§ PROBLEM STATEMENT
Each line from the one that contains "Target: aerial water park" to the end of the material must be set down exactly, and no line before it.

★ ★ ★ ★

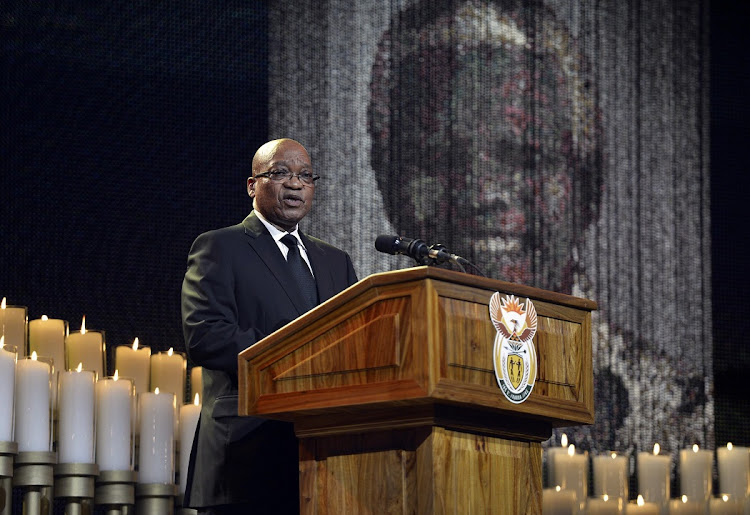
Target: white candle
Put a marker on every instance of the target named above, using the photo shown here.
(76, 410)
(695, 473)
(551, 452)
(189, 414)
(734, 471)
(115, 397)
(33, 404)
(13, 325)
(134, 362)
(196, 381)
(571, 473)
(684, 506)
(725, 505)
(611, 476)
(605, 506)
(556, 501)
(86, 347)
(47, 339)
(156, 455)
(641, 507)
(7, 389)
(653, 476)
(168, 373)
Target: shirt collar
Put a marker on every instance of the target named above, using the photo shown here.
(277, 233)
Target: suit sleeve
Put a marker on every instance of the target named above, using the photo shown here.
(213, 336)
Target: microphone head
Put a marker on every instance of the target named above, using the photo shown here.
(387, 243)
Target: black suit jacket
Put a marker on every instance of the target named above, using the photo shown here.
(236, 291)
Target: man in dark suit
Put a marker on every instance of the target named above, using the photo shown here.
(239, 288)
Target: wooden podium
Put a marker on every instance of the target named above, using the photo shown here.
(393, 395)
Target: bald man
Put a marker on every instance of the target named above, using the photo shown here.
(239, 288)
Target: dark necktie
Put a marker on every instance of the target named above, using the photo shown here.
(302, 276)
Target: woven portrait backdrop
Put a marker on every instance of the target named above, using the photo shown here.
(558, 144)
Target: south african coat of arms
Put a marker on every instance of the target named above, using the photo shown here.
(514, 355)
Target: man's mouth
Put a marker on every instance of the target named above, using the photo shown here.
(293, 201)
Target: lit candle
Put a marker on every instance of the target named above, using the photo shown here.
(134, 362)
(86, 347)
(556, 501)
(189, 414)
(156, 454)
(725, 505)
(76, 410)
(695, 473)
(653, 476)
(611, 476)
(47, 339)
(196, 381)
(642, 507)
(168, 373)
(115, 398)
(551, 452)
(684, 506)
(7, 389)
(605, 506)
(571, 473)
(734, 471)
(13, 325)
(33, 404)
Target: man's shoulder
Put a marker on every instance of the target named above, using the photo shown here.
(323, 245)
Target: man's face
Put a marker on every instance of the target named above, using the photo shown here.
(285, 203)
(506, 186)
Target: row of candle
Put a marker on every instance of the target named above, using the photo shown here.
(49, 338)
(567, 474)
(97, 419)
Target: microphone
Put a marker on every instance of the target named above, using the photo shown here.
(417, 249)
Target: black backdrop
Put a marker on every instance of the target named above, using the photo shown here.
(127, 130)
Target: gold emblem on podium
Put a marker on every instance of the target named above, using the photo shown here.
(514, 356)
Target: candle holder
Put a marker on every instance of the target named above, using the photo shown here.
(115, 491)
(8, 451)
(34, 473)
(155, 498)
(74, 482)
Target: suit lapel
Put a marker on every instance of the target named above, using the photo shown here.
(320, 267)
(266, 248)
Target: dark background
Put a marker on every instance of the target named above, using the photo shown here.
(126, 130)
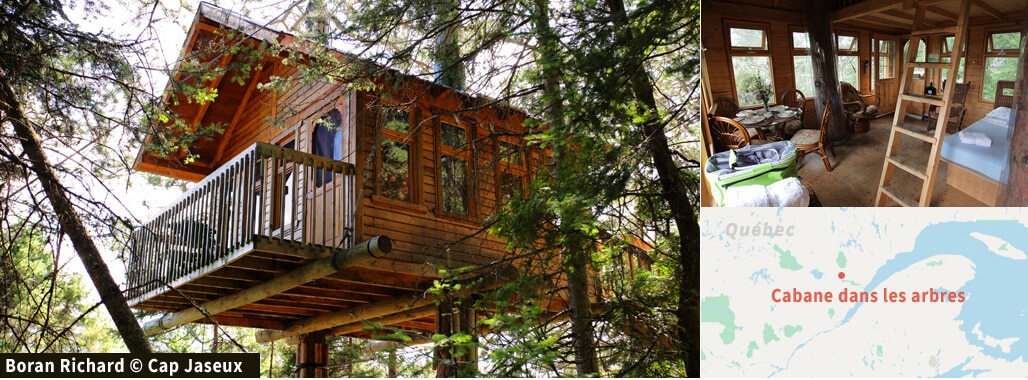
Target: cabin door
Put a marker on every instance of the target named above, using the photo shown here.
(325, 203)
(887, 70)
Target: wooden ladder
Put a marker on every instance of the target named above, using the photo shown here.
(916, 166)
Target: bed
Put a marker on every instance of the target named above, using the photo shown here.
(976, 169)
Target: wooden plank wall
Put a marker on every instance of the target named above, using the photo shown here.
(420, 231)
(714, 19)
(717, 14)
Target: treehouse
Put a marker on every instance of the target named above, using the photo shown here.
(905, 82)
(320, 206)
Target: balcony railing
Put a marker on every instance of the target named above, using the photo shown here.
(266, 194)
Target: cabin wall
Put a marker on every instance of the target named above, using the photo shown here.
(717, 15)
(716, 20)
(420, 230)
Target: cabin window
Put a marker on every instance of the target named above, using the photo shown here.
(453, 168)
(327, 142)
(1001, 49)
(750, 63)
(947, 50)
(396, 156)
(886, 60)
(922, 51)
(511, 171)
(803, 70)
(847, 58)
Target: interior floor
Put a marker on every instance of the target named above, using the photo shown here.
(857, 171)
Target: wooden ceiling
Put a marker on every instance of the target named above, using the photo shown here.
(895, 16)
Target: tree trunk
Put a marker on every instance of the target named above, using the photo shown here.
(1016, 191)
(577, 256)
(674, 191)
(71, 223)
(822, 59)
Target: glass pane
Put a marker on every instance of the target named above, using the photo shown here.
(753, 79)
(508, 186)
(848, 66)
(747, 38)
(800, 40)
(453, 136)
(997, 68)
(510, 154)
(397, 120)
(454, 173)
(847, 43)
(804, 74)
(395, 177)
(1004, 41)
(960, 72)
(886, 60)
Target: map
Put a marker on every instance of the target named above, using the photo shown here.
(864, 292)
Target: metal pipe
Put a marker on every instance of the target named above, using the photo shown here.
(375, 248)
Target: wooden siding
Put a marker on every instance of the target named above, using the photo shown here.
(719, 13)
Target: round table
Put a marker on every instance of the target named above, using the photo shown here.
(770, 123)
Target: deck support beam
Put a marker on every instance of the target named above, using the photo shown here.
(375, 248)
(404, 307)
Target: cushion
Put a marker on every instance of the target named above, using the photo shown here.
(806, 137)
(1002, 114)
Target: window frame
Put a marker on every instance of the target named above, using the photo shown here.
(413, 154)
(733, 51)
(988, 52)
(853, 51)
(801, 51)
(502, 166)
(467, 155)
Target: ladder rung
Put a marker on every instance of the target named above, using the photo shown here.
(907, 165)
(929, 65)
(930, 32)
(915, 134)
(934, 101)
(904, 199)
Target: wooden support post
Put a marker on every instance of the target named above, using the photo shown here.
(376, 247)
(456, 315)
(822, 59)
(311, 355)
(1016, 191)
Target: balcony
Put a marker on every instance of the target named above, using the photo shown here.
(264, 213)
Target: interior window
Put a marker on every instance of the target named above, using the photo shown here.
(1000, 61)
(453, 168)
(750, 64)
(395, 157)
(802, 67)
(847, 57)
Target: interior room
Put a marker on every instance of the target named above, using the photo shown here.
(898, 130)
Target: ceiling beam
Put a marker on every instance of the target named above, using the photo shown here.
(943, 12)
(864, 8)
(987, 8)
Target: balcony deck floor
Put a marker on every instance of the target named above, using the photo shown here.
(352, 287)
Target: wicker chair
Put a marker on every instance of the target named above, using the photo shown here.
(728, 134)
(957, 109)
(859, 108)
(807, 141)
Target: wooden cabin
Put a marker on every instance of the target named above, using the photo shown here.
(302, 174)
(771, 39)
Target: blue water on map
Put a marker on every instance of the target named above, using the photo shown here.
(996, 297)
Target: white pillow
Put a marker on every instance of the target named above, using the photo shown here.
(1001, 114)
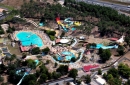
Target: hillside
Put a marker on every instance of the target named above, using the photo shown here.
(18, 3)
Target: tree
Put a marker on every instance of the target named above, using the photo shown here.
(88, 79)
(47, 62)
(73, 73)
(100, 51)
(105, 76)
(88, 46)
(99, 72)
(124, 70)
(35, 50)
(63, 69)
(128, 82)
(31, 63)
(56, 75)
(46, 50)
(113, 72)
(29, 79)
(120, 50)
(56, 64)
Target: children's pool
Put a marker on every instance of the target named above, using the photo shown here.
(29, 38)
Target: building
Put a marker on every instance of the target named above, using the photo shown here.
(100, 80)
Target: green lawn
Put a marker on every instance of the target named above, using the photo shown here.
(7, 7)
(117, 2)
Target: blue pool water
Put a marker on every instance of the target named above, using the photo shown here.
(73, 29)
(68, 55)
(37, 61)
(29, 38)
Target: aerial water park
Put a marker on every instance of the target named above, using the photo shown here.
(69, 24)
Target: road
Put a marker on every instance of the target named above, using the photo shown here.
(118, 7)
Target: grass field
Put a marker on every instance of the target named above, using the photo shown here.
(117, 2)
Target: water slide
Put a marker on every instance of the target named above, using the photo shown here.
(109, 47)
(22, 78)
(121, 40)
(59, 23)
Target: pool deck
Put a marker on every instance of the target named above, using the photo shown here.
(41, 34)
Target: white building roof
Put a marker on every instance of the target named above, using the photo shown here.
(64, 40)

★ ★ ★ ★

§ RESULT OF THIS TASK
Target: aerial water park
Put a marker on every instance of the target named above, using the photo shown here.
(69, 24)
Target: road
Put a marker on every instance of the target named above, using the photo shown here.
(118, 7)
Target: grass field
Put a marker on every instance of the target named above, using the photo shown here.
(117, 2)
Target: water slide
Put a marker on every instance of the target named above, using the photo shown here.
(109, 47)
(22, 78)
(121, 40)
(59, 23)
Target: pool deck
Put a marker on every instance of the target named above, using the photo shown here.
(41, 34)
Target: white building roof
Put a marker on every instance of the target named above, using the photo shown here.
(64, 40)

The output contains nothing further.